**What needs to be done**
Gather every line in the records below that contains the word "chair", copying each line in full.

------------------------------------------------------------------------

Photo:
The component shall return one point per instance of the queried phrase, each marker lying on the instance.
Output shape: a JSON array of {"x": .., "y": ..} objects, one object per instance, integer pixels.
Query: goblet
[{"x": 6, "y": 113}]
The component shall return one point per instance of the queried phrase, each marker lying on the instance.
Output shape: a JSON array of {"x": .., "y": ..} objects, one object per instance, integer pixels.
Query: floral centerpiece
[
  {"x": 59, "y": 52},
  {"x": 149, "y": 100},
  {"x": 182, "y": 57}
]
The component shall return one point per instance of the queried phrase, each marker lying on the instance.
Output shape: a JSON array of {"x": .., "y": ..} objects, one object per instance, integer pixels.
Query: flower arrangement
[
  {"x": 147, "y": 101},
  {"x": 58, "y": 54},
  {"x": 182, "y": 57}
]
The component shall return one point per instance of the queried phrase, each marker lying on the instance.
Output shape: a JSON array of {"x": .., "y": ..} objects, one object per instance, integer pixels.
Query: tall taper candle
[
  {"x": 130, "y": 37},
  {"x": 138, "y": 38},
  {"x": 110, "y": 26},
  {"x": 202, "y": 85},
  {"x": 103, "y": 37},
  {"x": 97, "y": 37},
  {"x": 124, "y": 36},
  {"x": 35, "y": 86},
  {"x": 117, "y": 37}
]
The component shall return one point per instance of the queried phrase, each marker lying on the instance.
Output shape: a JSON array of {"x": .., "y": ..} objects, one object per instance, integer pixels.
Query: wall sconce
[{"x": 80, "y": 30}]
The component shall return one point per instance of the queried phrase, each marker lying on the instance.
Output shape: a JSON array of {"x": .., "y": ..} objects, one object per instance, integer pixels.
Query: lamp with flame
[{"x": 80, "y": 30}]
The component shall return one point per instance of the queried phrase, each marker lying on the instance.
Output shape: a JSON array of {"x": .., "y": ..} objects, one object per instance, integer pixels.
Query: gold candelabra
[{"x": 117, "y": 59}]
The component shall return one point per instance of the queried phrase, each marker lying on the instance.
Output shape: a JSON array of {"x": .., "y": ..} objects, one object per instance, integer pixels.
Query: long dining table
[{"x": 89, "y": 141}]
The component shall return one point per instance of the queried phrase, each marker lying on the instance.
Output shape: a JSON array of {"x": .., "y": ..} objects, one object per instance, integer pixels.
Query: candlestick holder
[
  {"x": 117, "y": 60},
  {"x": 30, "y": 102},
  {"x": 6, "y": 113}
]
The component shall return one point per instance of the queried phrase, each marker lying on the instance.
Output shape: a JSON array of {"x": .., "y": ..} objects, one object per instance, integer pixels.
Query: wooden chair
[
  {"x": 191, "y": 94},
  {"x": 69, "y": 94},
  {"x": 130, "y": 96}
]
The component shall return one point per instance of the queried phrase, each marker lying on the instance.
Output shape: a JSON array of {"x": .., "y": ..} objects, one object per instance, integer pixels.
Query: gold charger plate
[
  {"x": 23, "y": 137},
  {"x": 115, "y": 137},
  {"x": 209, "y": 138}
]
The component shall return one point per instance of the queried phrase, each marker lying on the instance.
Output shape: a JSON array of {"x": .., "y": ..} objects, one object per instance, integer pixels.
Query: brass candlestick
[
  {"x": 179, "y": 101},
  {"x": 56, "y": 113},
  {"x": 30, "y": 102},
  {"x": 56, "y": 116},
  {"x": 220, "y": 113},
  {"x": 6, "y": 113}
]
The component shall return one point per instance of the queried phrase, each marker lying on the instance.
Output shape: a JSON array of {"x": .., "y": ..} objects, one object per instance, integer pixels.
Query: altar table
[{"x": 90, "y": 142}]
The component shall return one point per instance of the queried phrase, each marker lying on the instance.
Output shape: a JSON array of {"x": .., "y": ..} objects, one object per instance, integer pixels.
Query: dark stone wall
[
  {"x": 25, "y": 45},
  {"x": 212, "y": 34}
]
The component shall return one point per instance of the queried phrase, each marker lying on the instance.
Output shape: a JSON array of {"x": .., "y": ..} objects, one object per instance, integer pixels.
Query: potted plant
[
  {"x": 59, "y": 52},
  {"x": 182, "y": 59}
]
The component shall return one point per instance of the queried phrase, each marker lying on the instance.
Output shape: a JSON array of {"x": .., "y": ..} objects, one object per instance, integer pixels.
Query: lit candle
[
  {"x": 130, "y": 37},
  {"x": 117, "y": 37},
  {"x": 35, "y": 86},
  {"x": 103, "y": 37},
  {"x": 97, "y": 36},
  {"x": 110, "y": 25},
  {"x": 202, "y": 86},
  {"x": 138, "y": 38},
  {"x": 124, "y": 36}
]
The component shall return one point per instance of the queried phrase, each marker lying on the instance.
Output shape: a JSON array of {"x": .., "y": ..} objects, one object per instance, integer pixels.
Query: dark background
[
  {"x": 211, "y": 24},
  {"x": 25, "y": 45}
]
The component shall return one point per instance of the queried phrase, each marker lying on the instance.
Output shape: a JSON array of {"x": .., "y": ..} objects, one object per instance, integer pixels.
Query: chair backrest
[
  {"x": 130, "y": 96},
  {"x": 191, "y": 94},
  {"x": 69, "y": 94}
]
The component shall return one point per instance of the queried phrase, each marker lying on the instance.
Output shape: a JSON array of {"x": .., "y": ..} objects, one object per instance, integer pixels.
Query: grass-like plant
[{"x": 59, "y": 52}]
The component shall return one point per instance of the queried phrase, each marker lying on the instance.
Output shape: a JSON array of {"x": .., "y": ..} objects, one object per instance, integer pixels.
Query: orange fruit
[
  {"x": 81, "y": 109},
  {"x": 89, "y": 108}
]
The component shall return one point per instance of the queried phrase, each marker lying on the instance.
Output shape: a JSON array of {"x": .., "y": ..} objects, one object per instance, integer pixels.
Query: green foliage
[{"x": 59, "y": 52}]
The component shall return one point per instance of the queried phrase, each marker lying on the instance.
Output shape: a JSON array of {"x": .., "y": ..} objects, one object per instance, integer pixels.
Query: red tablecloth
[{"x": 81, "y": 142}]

------------------------------------------------------------------------

**Solution**
Query: wooden chair
Query: chair backrest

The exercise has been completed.